■ Задания для выполнения:
**A.** Из-за чего, согласно тексту о речи Яковлева, он впервые усомнился в советском руководстве?
**B.** Подхватите текст о речи Яковлева и продолжите его после последней фразы.

■ Извлечённый текст:

Яковлев требовал, чтобы партия признала свое прошлое и осудила старые методы. “История не может быть иной, но мы иными быть обязаны, — сказал он. — Идея о насилии в качестве повивальной бабки истории исчерпала себя, равно как и идея власти диктатуры, непосредственно опирающейся на насилие”.
Эта речь далась Яковлеву очень непросто. В том или ином качестве он служил КПСС все послевоенные годы. Он говорил, что впервые усомнился в советском руководстве, узнав, что Сталин отправляет вернувшихся советских военнопленных прямиком в лагеря, опасаясь “иностранного влияния”. С тех пор его образ мыслей претерпел радикальные изменения, как и у множества его сверстников. Но он прекрасно знал, что большинство партийных чиновников если и изменилось, то очень незначительно. Несмотря на внешнюю приверженность словарю горбачевской эпохи — “перестройка”, “ускорение”, “демократизация” и так далее, — фундаментальным переменам они решительно противились. В своем докладе, приуроченном к юбилею Французской революции, Яковлев признал и это: “Выход на новый виток цивилизации не проходит безболезненно. Острые драмы порождаются и инерцией уходящих общественных структур, и неприятием нового, и революционным нетерпением”.
Яковлев даже завуалированно коснулся “проблемы” того, что революции пожирают своих детей, чтобы уверить консерваторов, что на этот раз охоты на ведьм не будет. Он не стал обличать своих противников, он предупредил их. “Партия, которая исповедует легенды, живет тщеславными иллюзиями, — такая партия обречена”, — сказал он.

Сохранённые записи
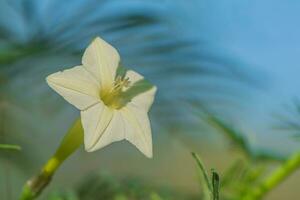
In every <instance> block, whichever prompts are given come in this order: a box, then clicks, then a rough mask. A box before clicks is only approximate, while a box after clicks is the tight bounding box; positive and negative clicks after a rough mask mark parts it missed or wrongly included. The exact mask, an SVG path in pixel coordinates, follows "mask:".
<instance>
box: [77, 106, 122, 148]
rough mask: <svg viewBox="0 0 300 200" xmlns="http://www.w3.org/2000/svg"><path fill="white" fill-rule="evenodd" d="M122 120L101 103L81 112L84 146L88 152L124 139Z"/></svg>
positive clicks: (117, 115)
mask: <svg viewBox="0 0 300 200" xmlns="http://www.w3.org/2000/svg"><path fill="white" fill-rule="evenodd" d="M121 120H122V119H121V118H120V114H118V113H117V112H116V111H114V110H113V109H111V108H109V107H107V106H105V105H104V104H102V103H98V104H97V105H94V106H92V107H91V108H89V109H87V110H85V111H82V112H81V121H82V126H83V129H84V144H85V149H86V151H88V152H91V151H95V150H97V149H100V148H102V147H104V146H106V145H108V144H110V143H112V142H115V141H119V140H121V139H124V132H123V125H122V124H121V123H122V121H121Z"/></svg>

■ Ответы по пунктам:
**A.** Он узнал, что Сталин отправляет вернувшихся советских военнопленных прямиком в лагеря, опасаясь «иностранного влияния».

**B.**
К началу 1990-го было ясно, что монолит КПСС вот-вот развалится. Сахаров умер, но его требование лишить партию монополии на власть стало лозунгом растущей демократической оппозиции. Что-то должно было убедить Горбачева решиться на такой шаг. Предложений Сахарова и Яковлева, возникновения в стране десятков новых партий все еще было недостаточно. Ему требовался удар по голове, чтобы замахнуться на партию. Как обычно, эту роль с удовольствием взяли на себя литовцы.
В январе 1990-го Горбачев приехал в Вильнюс. Он был уверен, что у него получится утихомирить разбушевавшуюся республику и уговорить местных партийных лидеров вернуться в лоно метрополии. Яковлев уже побывал в Вильнюсе и считал, что отрицать литовскую точку зрения о том, что Москва по-прежнему проводит агрессивную имперскую политику, попросту аморально. Горбачев с ним не согласился. Он винил главу литовской компартии Альгидраса Бразаускаса в том, что тот отмежевался от всесоюзной организации и позволил “профессорам-романтикам” из “Саюдиса” забрать себе столько власти. Каждая следующая вильнюсская встреча только усугубляла гнев и замешательство Горбачева. Пока прогрессисты были ему послушны, Горбачева все устраивало. Но теперь его прежние последователи обгоняли его, а это было недопустимо. Горбачев терял политический контроль.